BEGIN

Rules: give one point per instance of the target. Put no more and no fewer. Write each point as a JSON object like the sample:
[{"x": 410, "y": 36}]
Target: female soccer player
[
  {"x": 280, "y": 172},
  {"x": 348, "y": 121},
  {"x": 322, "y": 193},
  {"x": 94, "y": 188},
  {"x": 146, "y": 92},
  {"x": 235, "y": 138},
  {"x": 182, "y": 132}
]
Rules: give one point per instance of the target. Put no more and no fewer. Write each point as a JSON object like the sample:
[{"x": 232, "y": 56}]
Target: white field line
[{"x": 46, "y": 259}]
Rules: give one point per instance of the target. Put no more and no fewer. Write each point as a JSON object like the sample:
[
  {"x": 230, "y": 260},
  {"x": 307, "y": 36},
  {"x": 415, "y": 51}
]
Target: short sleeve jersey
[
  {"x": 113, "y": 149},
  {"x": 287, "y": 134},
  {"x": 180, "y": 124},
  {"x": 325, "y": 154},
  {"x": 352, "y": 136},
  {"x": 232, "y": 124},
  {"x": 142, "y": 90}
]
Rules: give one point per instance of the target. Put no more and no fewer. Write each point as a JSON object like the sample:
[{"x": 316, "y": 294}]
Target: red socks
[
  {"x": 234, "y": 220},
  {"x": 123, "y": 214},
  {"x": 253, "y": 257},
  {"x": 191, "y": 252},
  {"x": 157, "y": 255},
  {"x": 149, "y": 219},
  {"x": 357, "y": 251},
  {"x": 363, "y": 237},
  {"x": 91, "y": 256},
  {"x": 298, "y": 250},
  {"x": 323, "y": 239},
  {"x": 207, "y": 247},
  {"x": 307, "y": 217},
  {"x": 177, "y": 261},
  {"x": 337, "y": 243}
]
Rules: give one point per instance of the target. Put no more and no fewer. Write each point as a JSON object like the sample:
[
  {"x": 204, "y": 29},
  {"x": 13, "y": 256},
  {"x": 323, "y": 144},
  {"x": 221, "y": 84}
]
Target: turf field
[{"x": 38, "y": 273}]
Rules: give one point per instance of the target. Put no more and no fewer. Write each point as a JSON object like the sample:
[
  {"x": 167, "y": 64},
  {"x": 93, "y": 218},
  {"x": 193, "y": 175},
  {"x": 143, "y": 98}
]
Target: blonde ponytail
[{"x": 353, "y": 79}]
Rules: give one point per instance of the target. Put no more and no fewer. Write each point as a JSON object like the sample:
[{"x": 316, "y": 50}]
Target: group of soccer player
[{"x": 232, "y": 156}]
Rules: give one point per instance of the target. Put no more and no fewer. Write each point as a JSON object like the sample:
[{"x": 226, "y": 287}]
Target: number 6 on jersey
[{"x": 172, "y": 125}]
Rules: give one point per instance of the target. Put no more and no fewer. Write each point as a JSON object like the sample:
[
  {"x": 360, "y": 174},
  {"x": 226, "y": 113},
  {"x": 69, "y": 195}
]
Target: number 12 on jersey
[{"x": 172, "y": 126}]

END

Your goal:
Copy every record exactly, with nothing added or dropped.

Problem solution:
Rules: give one point per instance of the target. Put no more and no fewer. Write each point as a JSON object like the sample:
[{"x": 410, "y": 36}]
Target: female soccer player
[
  {"x": 280, "y": 172},
  {"x": 348, "y": 121},
  {"x": 322, "y": 193},
  {"x": 94, "y": 188},
  {"x": 146, "y": 92},
  {"x": 235, "y": 138},
  {"x": 182, "y": 132}
]
Rules: give one point per instance of the target. Put no more and no fewer. Write each point as a JSON object like the sample:
[{"x": 232, "y": 56}]
Target: white field line
[{"x": 46, "y": 259}]
Rules: give one point per instance of the target. Put no more and no fewer. Write each point as a JSON object like the sample:
[
  {"x": 230, "y": 260},
  {"x": 307, "y": 36},
  {"x": 415, "y": 51}
]
Target: short sleeve jersey
[
  {"x": 113, "y": 149},
  {"x": 287, "y": 134},
  {"x": 180, "y": 124},
  {"x": 325, "y": 154},
  {"x": 352, "y": 136},
  {"x": 232, "y": 124},
  {"x": 142, "y": 90}
]
Rules: give one point per instance of the target. Put no more and no fewer. Write each point as a JSON object like the sample:
[{"x": 316, "y": 294}]
Target: red socks
[
  {"x": 234, "y": 220},
  {"x": 123, "y": 214},
  {"x": 253, "y": 257},
  {"x": 191, "y": 252},
  {"x": 157, "y": 255},
  {"x": 149, "y": 219},
  {"x": 357, "y": 251},
  {"x": 363, "y": 237},
  {"x": 91, "y": 256},
  {"x": 298, "y": 250},
  {"x": 323, "y": 239},
  {"x": 207, "y": 247},
  {"x": 307, "y": 217},
  {"x": 177, "y": 261},
  {"x": 337, "y": 243}
]
Rules: give one point per instance of the target. Put no more and no fewer. Write each point as a JSON object like the sample:
[
  {"x": 204, "y": 29},
  {"x": 13, "y": 256},
  {"x": 323, "y": 144},
  {"x": 221, "y": 84}
]
Target: turf field
[{"x": 38, "y": 273}]
Rules: give one point per instance of the target. Put no more and no fewer. Write each point as a JSON object like the sample:
[
  {"x": 167, "y": 64},
  {"x": 93, "y": 218},
  {"x": 193, "y": 175},
  {"x": 143, "y": 98}
]
Target: blonde ponytail
[{"x": 353, "y": 79}]
Rules: give one point per instance of the target. Put no more and no fewer. Write each point as a JSON object like the sample:
[{"x": 316, "y": 50}]
Target: group of soccer player
[{"x": 232, "y": 156}]
Rules: give one point per instance of the target. Put no more and no fewer. Write each point as a JSON object like the sample:
[{"x": 226, "y": 287}]
Target: number 6 on jersey
[{"x": 172, "y": 125}]
Rules: give one point per instance of the target. Put no more and no fewer. Write each point as a JSON object like the sample:
[
  {"x": 360, "y": 174},
  {"x": 226, "y": 113},
  {"x": 69, "y": 195}
]
Target: number 12 on jersey
[{"x": 172, "y": 126}]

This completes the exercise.